Region annotation entries

-- -- --

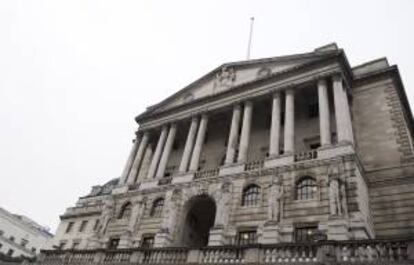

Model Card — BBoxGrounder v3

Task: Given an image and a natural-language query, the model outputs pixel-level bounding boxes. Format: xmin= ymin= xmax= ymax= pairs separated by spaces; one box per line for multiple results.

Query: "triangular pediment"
xmin=145 ymin=48 xmax=340 ymax=114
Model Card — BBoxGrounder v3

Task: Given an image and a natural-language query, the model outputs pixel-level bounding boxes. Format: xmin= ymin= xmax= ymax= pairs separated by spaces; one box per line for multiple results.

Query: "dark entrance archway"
xmin=178 ymin=195 xmax=216 ymax=247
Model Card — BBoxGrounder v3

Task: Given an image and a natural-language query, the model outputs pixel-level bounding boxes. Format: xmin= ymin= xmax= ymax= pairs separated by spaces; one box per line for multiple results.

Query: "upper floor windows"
xmin=242 ymin=184 xmax=260 ymax=206
xmin=296 ymin=176 xmax=317 ymax=200
xmin=150 ymin=198 xmax=164 ymax=217
xmin=118 ymin=202 xmax=132 ymax=219
xmin=79 ymin=220 xmax=88 ymax=232
xmin=65 ymin=222 xmax=75 ymax=234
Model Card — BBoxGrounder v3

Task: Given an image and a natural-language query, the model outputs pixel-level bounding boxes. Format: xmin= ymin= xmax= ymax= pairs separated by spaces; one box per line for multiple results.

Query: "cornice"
xmin=136 ymin=58 xmax=341 ymax=130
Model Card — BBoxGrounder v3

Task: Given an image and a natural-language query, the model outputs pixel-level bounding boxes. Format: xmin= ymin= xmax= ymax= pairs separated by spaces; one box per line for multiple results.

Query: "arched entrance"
xmin=177 ymin=195 xmax=216 ymax=247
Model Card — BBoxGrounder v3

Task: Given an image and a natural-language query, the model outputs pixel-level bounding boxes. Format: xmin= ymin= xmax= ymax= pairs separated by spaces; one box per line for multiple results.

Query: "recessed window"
xmin=93 ymin=219 xmax=99 ymax=231
xmin=242 ymin=184 xmax=260 ymax=206
xmin=20 ymin=238 xmax=29 ymax=247
xmin=295 ymin=225 xmax=318 ymax=242
xmin=72 ymin=241 xmax=79 ymax=249
xmin=108 ymin=238 xmax=119 ymax=249
xmin=65 ymin=222 xmax=75 ymax=234
xmin=150 ymin=198 xmax=164 ymax=217
xmin=118 ymin=202 xmax=132 ymax=219
xmin=296 ymin=176 xmax=317 ymax=200
xmin=59 ymin=242 xmax=66 ymax=250
xmin=141 ymin=235 xmax=154 ymax=248
xmin=79 ymin=220 xmax=88 ymax=232
xmin=308 ymin=102 xmax=319 ymax=118
xmin=237 ymin=230 xmax=257 ymax=246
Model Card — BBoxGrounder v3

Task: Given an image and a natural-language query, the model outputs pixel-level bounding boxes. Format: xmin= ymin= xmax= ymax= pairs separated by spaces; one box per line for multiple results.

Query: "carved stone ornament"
xmin=214 ymin=66 xmax=236 ymax=88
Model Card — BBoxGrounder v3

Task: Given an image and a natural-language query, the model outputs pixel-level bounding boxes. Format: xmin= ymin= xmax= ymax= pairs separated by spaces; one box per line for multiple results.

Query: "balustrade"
xmin=200 ymin=247 xmax=245 ymax=264
xmin=194 ymin=168 xmax=219 ymax=179
xmin=294 ymin=150 xmax=318 ymax=162
xmin=38 ymin=239 xmax=414 ymax=265
xmin=244 ymin=160 xmax=264 ymax=171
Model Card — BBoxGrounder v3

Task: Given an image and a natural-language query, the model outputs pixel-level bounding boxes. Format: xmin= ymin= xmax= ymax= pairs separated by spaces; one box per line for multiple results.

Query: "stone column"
xmin=318 ymin=79 xmax=331 ymax=146
xmin=156 ymin=123 xmax=177 ymax=178
xmin=237 ymin=101 xmax=253 ymax=163
xmin=225 ymin=104 xmax=241 ymax=165
xmin=127 ymin=131 xmax=149 ymax=184
xmin=284 ymin=89 xmax=295 ymax=154
xmin=190 ymin=114 xmax=208 ymax=171
xmin=120 ymin=134 xmax=141 ymax=184
xmin=269 ymin=92 xmax=280 ymax=156
xmin=332 ymin=75 xmax=354 ymax=143
xmin=178 ymin=117 xmax=198 ymax=173
xmin=147 ymin=125 xmax=168 ymax=179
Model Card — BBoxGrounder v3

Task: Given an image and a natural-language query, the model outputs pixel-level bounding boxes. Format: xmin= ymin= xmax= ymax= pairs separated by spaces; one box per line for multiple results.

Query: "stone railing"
xmin=37 ymin=239 xmax=414 ymax=265
xmin=294 ymin=150 xmax=318 ymax=162
xmin=194 ymin=168 xmax=219 ymax=179
xmin=244 ymin=160 xmax=264 ymax=171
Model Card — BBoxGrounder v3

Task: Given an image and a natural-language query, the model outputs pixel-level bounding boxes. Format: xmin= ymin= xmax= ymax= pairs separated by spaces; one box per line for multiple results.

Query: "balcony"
xmin=39 ymin=239 xmax=414 ymax=265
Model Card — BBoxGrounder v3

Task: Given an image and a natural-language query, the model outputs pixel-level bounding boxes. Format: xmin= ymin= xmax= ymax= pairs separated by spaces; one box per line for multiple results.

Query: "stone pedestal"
xmin=208 ymin=226 xmax=227 ymax=246
xmin=326 ymin=218 xmax=349 ymax=240
xmin=154 ymin=230 xmax=172 ymax=248
xmin=259 ymin=222 xmax=281 ymax=244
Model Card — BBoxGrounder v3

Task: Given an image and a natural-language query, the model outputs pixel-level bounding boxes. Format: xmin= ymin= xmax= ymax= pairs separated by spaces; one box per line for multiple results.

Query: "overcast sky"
xmin=0 ymin=0 xmax=414 ymax=231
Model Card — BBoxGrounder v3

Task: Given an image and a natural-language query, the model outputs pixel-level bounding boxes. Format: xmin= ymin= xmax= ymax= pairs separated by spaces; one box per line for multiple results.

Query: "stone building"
xmin=0 ymin=207 xmax=53 ymax=256
xmin=51 ymin=44 xmax=414 ymax=258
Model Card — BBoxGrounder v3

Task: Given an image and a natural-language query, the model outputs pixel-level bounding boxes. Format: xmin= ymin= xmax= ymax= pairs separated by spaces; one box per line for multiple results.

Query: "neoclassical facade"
xmin=51 ymin=44 xmax=414 ymax=249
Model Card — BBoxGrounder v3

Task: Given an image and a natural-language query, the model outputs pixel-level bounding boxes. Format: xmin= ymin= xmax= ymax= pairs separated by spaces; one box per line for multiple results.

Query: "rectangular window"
xmin=141 ymin=235 xmax=154 ymax=248
xmin=59 ymin=242 xmax=66 ymax=250
xmin=79 ymin=220 xmax=88 ymax=232
xmin=295 ymin=225 xmax=318 ymax=242
xmin=20 ymin=238 xmax=29 ymax=247
xmin=237 ymin=230 xmax=257 ymax=246
xmin=308 ymin=103 xmax=319 ymax=118
xmin=72 ymin=241 xmax=79 ymax=249
xmin=108 ymin=238 xmax=119 ymax=249
xmin=93 ymin=219 xmax=99 ymax=231
xmin=66 ymin=222 xmax=75 ymax=234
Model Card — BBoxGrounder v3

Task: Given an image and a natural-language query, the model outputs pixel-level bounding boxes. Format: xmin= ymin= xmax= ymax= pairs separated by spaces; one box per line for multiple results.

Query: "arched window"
xmin=118 ymin=202 xmax=132 ymax=219
xmin=296 ymin=176 xmax=317 ymax=200
xmin=242 ymin=184 xmax=260 ymax=206
xmin=150 ymin=198 xmax=164 ymax=217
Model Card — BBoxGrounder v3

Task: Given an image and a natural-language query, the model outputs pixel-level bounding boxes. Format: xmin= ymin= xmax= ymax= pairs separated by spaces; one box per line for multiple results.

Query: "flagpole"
xmin=246 ymin=17 xmax=254 ymax=60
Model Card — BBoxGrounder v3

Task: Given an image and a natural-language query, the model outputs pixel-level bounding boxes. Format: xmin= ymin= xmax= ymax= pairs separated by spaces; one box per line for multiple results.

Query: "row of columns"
xmin=121 ymin=75 xmax=353 ymax=184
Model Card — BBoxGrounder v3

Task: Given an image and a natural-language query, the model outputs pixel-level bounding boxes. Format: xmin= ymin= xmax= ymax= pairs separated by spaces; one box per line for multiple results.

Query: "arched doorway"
xmin=177 ymin=195 xmax=216 ymax=247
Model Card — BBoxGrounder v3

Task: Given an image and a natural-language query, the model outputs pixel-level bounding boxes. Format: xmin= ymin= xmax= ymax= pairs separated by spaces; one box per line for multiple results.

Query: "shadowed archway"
xmin=177 ymin=195 xmax=216 ymax=247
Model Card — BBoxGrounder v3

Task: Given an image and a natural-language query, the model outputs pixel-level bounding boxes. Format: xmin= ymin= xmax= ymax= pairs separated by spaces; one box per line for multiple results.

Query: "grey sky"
xmin=0 ymin=0 xmax=414 ymax=231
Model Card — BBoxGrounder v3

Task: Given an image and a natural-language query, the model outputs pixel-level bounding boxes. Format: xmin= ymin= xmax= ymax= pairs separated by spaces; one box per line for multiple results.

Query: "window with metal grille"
xmin=242 ymin=184 xmax=260 ymax=206
xmin=150 ymin=198 xmax=164 ymax=217
xmin=79 ymin=220 xmax=88 ymax=232
xmin=118 ymin=202 xmax=132 ymax=219
xmin=108 ymin=238 xmax=119 ymax=249
xmin=141 ymin=235 xmax=154 ymax=248
xmin=65 ymin=222 xmax=75 ymax=234
xmin=237 ymin=230 xmax=257 ymax=245
xmin=295 ymin=226 xmax=318 ymax=242
xmin=296 ymin=176 xmax=317 ymax=200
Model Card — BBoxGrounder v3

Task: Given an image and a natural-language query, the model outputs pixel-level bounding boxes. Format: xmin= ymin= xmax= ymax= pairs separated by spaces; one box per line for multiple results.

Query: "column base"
xmin=118 ymin=232 xmax=132 ymax=248
xmin=264 ymin=154 xmax=294 ymax=168
xmin=219 ymin=163 xmax=245 ymax=176
xmin=208 ymin=226 xmax=227 ymax=246
xmin=259 ymin=221 xmax=281 ymax=244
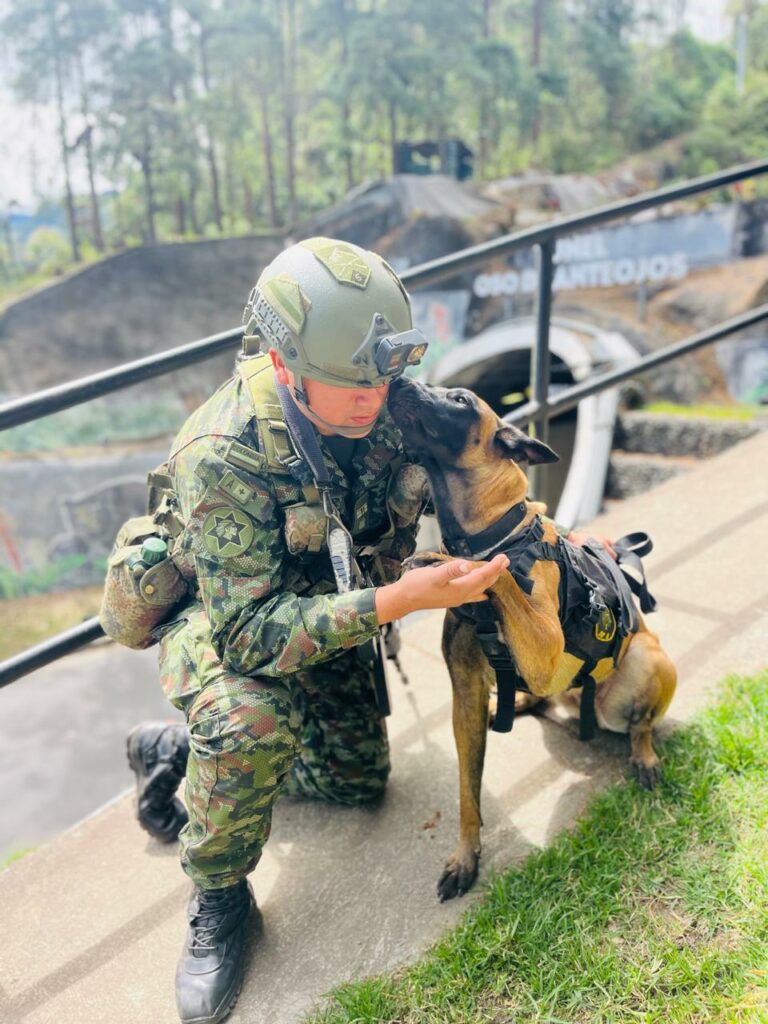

-- -- --

## Written task
Lay out the material from its beginning through the line containing "xmin=178 ymin=195 xmax=216 ymax=247", both included, as a Markdown table with the columns Row and Line. Number each line in Row, skip blank lines, and leave out the pictures.

## Completed exercise
| Row | Line |
|---|---|
| 1 | Model Card — BBoxGrounder v3 |
| 2 | Task: Given an image and a natural-language query, the model outputs pixel-level bounding boxes. Format: xmin= ymin= xmax= ymax= pairs separated by spaces; one box per line for multiple results. |
| 3 | Query: "triangular pediment" |
| 4 | xmin=145 ymin=48 xmax=340 ymax=114 |
| 5 | Model Card — BBoxGrounder v3 |
| 6 | Task: Given an image and a natural-language query, the model outputs pixel-level bounding boxes. Format: xmin= ymin= xmax= ymax= pairs separated by spaces; one box per line for multiple results. |
| 7 | Query: "dark entrance archway" |
| 8 | xmin=178 ymin=195 xmax=216 ymax=247 |